• Instruction:
Collect every line in the records that contains the word "locomotive", and copy each one in full. Case counts, so a line matches only if its capitalization is the same.

— BEGIN Data rows —

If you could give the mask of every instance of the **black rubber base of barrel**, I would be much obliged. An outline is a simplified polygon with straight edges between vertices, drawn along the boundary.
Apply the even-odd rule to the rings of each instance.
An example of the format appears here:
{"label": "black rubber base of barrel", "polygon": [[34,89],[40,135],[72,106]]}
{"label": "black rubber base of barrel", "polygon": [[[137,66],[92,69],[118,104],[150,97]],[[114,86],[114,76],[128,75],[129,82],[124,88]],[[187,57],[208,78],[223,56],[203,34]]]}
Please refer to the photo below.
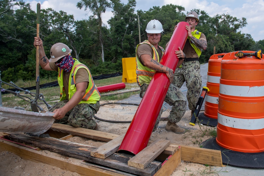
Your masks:
{"label": "black rubber base of barrel", "polygon": [[214,127],[217,126],[217,119],[210,118],[205,116],[203,112],[198,115],[198,119],[203,125]]}
{"label": "black rubber base of barrel", "polygon": [[222,162],[227,165],[243,168],[264,168],[264,152],[244,153],[225,149],[218,144],[215,137],[204,141],[201,147],[221,150]]}

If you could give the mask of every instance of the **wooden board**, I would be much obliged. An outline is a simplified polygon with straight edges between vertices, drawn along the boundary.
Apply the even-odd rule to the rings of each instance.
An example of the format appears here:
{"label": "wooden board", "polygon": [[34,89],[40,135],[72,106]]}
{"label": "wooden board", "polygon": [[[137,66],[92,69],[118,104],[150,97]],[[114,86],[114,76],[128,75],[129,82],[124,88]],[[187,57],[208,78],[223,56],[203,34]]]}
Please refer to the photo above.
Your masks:
{"label": "wooden board", "polygon": [[[109,142],[119,136],[118,135],[108,133],[96,131],[82,128],[82,130],[78,130],[74,127],[70,125],[54,123],[50,129],[52,130],[59,131],[64,132],[73,135],[81,136],[87,138],[90,138],[97,140]],[[72,131],[72,130],[73,131]],[[101,135],[102,136],[101,137]],[[163,154],[172,155],[177,151],[179,145],[176,144],[171,144],[165,149]],[[182,160],[190,162],[196,163],[203,164],[208,164],[211,165],[222,167],[222,157],[220,150],[211,150],[190,147],[185,145],[181,145],[181,148]],[[201,153],[197,155],[197,153]],[[201,154],[204,153],[204,155]],[[200,159],[199,159],[199,158]]]}
{"label": "wooden board", "polygon": [[[98,131],[96,131],[95,132],[95,130],[92,130],[74,127],[70,125],[57,123],[54,123],[52,125],[50,130],[51,131],[63,132],[78,136],[107,142],[120,136],[118,135]],[[49,132],[49,131],[48,132]],[[150,141],[149,144],[153,142]],[[179,146],[176,144],[171,145],[164,150],[163,153],[169,155],[173,155],[178,149],[178,147]]]}
{"label": "wooden board", "polygon": [[182,145],[182,160],[211,166],[223,167],[221,151]]}
{"label": "wooden board", "polygon": [[128,161],[128,165],[143,169],[166,148],[171,143],[165,139],[156,140]]}
{"label": "wooden board", "polygon": [[0,151],[9,151],[18,155],[23,159],[36,163],[41,163],[56,166],[65,170],[76,172],[83,176],[131,176],[134,175],[110,170],[96,165],[82,164],[83,160],[71,158],[72,162],[54,156],[46,156],[44,152],[40,152],[23,146],[0,140]]}
{"label": "wooden board", "polygon": [[176,152],[170,155],[167,160],[162,164],[161,168],[155,174],[154,176],[169,176],[181,164],[181,149],[180,147]]}
{"label": "wooden board", "polygon": [[109,142],[120,135],[71,125],[54,123],[50,129],[54,131],[60,131],[95,140]]}
{"label": "wooden board", "polygon": [[8,137],[14,141],[24,143],[41,148],[82,159],[115,169],[142,176],[153,175],[161,166],[161,163],[153,161],[144,170],[128,165],[133,156],[124,154],[115,154],[104,159],[91,156],[91,151],[96,148],[92,146],[62,140],[52,137],[40,137],[23,134],[10,134]]}
{"label": "wooden board", "polygon": [[91,156],[105,159],[116,152],[121,144],[125,134],[110,141],[96,149],[91,151]]}

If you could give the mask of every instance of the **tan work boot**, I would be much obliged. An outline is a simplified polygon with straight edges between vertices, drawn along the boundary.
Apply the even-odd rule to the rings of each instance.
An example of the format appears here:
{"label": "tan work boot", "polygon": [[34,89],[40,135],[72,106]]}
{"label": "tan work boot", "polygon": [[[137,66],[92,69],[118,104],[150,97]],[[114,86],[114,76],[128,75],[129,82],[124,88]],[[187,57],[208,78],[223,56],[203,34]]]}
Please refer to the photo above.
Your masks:
{"label": "tan work boot", "polygon": [[171,122],[169,120],[168,121],[165,129],[168,131],[172,131],[176,134],[183,134],[185,133],[185,130],[181,128],[175,123]]}
{"label": "tan work boot", "polygon": [[98,126],[98,125],[97,125],[97,123],[96,123],[96,124],[95,125],[95,127],[93,130],[96,130],[97,131],[99,130],[99,127]]}

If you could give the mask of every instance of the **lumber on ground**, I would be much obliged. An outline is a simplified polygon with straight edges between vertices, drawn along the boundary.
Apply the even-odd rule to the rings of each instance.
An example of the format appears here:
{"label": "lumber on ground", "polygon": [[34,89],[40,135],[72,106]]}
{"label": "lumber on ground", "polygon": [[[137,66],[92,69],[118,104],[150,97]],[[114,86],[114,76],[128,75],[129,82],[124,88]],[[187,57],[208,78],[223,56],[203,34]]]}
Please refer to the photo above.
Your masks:
{"label": "lumber on ground", "polygon": [[91,156],[105,159],[116,152],[122,142],[125,134],[120,135],[115,139],[91,151]]}
{"label": "lumber on ground", "polygon": [[[94,131],[92,130],[57,123],[53,123],[50,129],[106,142],[109,142],[119,136],[118,135],[102,131],[96,131],[96,132],[95,133]],[[174,153],[172,154],[171,153],[177,151],[178,145],[180,145],[181,148],[182,160],[203,164],[223,167],[220,150],[171,144],[162,153],[173,154]],[[173,150],[175,147],[177,149]]]}
{"label": "lumber on ground", "polygon": [[156,140],[139,152],[128,161],[128,165],[143,169],[169,145],[165,139]]}
{"label": "lumber on ground", "polygon": [[[109,142],[119,136],[120,135],[102,131],[95,130],[79,127],[74,127],[70,125],[57,123],[53,123],[50,130],[52,131],[67,133],[73,135],[84,137],[95,140]],[[49,131],[48,132],[49,133]],[[153,142],[153,141],[152,141]],[[171,144],[162,152],[164,154],[172,155],[179,148],[176,144]]]}
{"label": "lumber on ground", "polygon": [[95,147],[51,137],[40,137],[21,133],[9,134],[5,137],[14,141],[25,143],[136,175],[153,175],[161,167],[161,163],[153,161],[145,169],[141,169],[128,165],[128,160],[133,156],[131,155],[115,154],[102,159],[91,156],[91,151],[96,148]]}
{"label": "lumber on ground", "polygon": [[9,151],[23,159],[56,166],[65,170],[76,172],[83,176],[135,176],[126,173],[86,163],[83,160],[70,158],[72,162],[54,155],[46,156],[41,152],[0,139],[0,151]]}

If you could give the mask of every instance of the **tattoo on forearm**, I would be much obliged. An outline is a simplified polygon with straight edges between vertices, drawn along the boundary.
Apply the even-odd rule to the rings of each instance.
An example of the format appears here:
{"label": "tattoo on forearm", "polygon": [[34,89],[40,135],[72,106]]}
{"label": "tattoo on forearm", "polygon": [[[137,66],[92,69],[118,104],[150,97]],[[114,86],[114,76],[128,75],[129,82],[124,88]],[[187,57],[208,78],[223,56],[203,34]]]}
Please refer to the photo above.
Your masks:
{"label": "tattoo on forearm", "polygon": [[173,72],[172,71],[172,70],[169,69],[169,74],[171,77],[173,77]]}
{"label": "tattoo on forearm", "polygon": [[40,59],[40,60],[42,60],[43,59],[43,63],[45,64],[46,63],[48,60],[46,58],[46,56],[43,56],[43,58]]}
{"label": "tattoo on forearm", "polygon": [[205,49],[207,47],[207,43],[204,40],[200,40],[196,39],[194,36],[192,36],[191,38],[194,41],[195,44],[198,47]]}
{"label": "tattoo on forearm", "polygon": [[161,64],[160,64],[158,62],[156,61],[154,59],[151,59],[151,60],[150,61],[150,62],[153,62],[153,63],[154,63],[156,65],[159,65],[162,68],[163,67],[163,65],[161,65]]}
{"label": "tattoo on forearm", "polygon": [[157,71],[157,72],[164,72],[164,71],[162,70],[161,69],[159,69],[158,68],[153,68],[151,67],[149,67],[149,68],[151,69],[152,69],[153,70],[155,70],[155,71]]}

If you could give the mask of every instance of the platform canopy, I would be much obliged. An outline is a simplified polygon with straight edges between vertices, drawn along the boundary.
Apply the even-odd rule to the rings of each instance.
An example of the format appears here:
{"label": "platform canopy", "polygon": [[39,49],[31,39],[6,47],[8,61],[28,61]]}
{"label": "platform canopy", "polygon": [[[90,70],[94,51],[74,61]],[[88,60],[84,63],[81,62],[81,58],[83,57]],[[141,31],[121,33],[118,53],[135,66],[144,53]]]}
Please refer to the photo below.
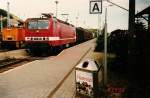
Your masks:
{"label": "platform canopy", "polygon": [[[7,11],[6,11],[6,10],[0,9],[0,15],[2,15],[2,17],[3,17],[4,19],[7,19],[7,18],[6,18],[6,17],[7,17]],[[23,22],[22,19],[20,19],[19,17],[15,16],[15,15],[13,15],[13,14],[11,14],[11,13],[10,13],[10,18],[11,18],[11,19],[14,19],[14,20],[17,20],[18,22]]]}
{"label": "platform canopy", "polygon": [[[146,16],[145,16],[146,15]],[[148,22],[148,29],[150,30],[150,6],[135,15],[135,18],[143,18]]]}

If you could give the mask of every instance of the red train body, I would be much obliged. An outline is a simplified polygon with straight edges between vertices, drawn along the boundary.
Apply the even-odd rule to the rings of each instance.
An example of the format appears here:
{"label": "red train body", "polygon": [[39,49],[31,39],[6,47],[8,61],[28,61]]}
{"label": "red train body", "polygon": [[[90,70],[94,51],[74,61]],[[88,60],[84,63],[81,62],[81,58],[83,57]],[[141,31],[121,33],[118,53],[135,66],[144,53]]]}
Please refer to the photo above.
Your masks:
{"label": "red train body", "polygon": [[31,52],[62,47],[76,42],[76,29],[51,16],[29,18],[25,22],[25,42]]}

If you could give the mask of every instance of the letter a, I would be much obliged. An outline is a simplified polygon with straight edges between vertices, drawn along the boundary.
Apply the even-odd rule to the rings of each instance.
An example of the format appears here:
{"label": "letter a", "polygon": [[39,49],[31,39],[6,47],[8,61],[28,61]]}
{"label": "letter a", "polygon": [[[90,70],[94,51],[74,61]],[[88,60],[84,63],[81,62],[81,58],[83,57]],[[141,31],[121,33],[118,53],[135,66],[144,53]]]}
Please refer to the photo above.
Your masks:
{"label": "letter a", "polygon": [[97,10],[97,12],[99,12],[99,8],[98,8],[98,4],[97,3],[94,4],[94,7],[93,7],[92,11],[94,12],[95,10]]}

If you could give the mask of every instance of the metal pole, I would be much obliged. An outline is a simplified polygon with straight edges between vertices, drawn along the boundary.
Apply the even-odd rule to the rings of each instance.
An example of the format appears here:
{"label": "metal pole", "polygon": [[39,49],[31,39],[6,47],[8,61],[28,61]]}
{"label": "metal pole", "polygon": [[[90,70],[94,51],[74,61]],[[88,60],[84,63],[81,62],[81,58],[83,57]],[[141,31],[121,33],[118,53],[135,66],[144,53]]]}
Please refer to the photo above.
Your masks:
{"label": "metal pole", "polygon": [[7,2],[7,27],[10,27],[9,2]]}
{"label": "metal pole", "polygon": [[107,7],[105,9],[105,34],[104,34],[104,84],[107,84]]}
{"label": "metal pole", "polygon": [[150,14],[148,14],[148,30],[150,31]]}
{"label": "metal pole", "polygon": [[129,57],[128,57],[128,77],[129,77],[129,86],[132,86],[134,83],[133,78],[135,77],[135,42],[134,42],[134,25],[135,25],[135,0],[129,0]]}
{"label": "metal pole", "polygon": [[129,33],[134,33],[135,0],[129,0]]}
{"label": "metal pole", "polygon": [[2,30],[3,30],[3,16],[2,15],[0,16],[0,21],[1,21],[1,33],[2,33]]}
{"label": "metal pole", "polygon": [[58,4],[58,1],[56,0],[55,3],[56,3],[56,18],[57,18],[57,10],[58,10],[57,4]]}

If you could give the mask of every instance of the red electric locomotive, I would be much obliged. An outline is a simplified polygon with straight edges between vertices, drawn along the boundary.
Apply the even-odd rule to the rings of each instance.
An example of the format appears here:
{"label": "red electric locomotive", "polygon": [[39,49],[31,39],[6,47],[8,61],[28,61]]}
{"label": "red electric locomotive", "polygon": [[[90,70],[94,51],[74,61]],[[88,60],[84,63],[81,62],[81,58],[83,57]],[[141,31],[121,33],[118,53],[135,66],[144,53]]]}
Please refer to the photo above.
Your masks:
{"label": "red electric locomotive", "polygon": [[76,29],[50,14],[42,14],[26,20],[25,42],[30,53],[54,52],[76,42]]}

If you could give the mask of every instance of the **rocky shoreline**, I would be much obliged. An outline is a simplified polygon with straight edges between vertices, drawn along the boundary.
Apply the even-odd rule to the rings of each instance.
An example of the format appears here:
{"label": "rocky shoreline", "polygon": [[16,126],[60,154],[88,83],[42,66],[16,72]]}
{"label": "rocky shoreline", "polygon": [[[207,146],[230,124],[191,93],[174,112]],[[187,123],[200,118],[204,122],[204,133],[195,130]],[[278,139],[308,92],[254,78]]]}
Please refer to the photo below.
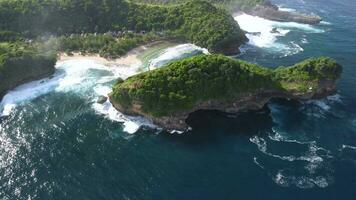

— END Data rows —

• Output of the task:
If you could give the mask of every instance of the red electric locomotive, I would be much obliged. An outline is a simplified polygon with straight edges between vertices, drawn along the boundary.
{"label": "red electric locomotive", "polygon": [[39,49],[31,39],[6,47],[8,61],[28,61]]}
{"label": "red electric locomotive", "polygon": [[[90,70],[94,51],[74,61]],[[88,60],[84,63],[81,62],[81,58],[83,57]],[[141,31],[121,33],[118,53],[135,66],[144,53]]]}
{"label": "red electric locomotive", "polygon": [[76,29],[50,14],[42,14],[26,20],[25,42],[30,53],[54,52],[76,42]]}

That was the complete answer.